(Stored data)
===============

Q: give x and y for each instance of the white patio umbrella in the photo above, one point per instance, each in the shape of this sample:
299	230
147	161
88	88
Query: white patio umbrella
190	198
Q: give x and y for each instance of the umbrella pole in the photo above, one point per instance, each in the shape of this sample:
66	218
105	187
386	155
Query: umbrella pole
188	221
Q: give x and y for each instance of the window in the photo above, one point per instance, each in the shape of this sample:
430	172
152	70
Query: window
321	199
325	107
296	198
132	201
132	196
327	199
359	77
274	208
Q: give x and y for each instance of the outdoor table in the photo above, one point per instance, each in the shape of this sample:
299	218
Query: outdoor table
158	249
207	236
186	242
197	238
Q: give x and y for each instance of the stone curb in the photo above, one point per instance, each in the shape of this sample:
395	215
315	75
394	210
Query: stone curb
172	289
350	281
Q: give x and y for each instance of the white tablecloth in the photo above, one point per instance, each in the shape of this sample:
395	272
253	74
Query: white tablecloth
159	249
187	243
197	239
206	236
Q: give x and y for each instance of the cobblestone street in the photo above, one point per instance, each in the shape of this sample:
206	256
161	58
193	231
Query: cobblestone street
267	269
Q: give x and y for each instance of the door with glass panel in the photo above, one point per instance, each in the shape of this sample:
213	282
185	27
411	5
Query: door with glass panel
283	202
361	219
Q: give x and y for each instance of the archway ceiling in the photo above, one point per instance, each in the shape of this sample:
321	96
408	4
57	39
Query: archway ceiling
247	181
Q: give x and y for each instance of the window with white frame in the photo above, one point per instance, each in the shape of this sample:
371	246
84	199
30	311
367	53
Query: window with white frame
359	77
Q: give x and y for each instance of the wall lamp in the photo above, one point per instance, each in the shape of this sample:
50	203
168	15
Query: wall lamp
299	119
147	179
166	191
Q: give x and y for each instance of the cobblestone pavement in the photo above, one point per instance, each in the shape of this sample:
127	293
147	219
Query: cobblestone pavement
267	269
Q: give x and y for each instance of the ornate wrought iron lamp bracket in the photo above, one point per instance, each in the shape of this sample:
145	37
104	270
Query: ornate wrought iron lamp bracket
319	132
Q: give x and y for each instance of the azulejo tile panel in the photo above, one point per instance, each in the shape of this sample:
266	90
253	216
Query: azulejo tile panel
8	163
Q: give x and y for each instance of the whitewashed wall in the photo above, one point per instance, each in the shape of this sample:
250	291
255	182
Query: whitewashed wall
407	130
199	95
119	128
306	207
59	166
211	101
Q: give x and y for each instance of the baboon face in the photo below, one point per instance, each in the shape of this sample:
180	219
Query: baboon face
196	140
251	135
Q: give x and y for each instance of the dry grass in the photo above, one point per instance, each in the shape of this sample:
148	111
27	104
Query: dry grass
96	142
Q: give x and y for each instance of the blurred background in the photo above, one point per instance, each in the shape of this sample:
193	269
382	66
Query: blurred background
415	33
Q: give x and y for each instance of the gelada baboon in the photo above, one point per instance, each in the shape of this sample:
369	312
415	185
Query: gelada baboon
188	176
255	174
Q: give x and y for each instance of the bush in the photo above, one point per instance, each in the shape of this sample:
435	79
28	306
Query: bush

===============

Rewrite the entries from the line containing "Q: give x and y for each instance of the blurred" through the end of the entries, replacing "gelada baboon" with "gelada monkey" and leaving everything else unchanged. Return only those lines.

* [Answer in full]
Q: give x and y for each instance of the blurred background in the photo above, one point per instance, each in the shape of this sample:
193	269
382	66
Query: blurred background
415	33
Q: give x and y for each instance of the gelada monkey in the photo above, one point per instance, each in the shape of this sample:
369	312
415	185
Query: gelada monkey
188	176
255	174
Q: give x and y for each instance of the bush in the photo above, one point per instance, each in the shape of this sample:
435	79
28	306
Query: bush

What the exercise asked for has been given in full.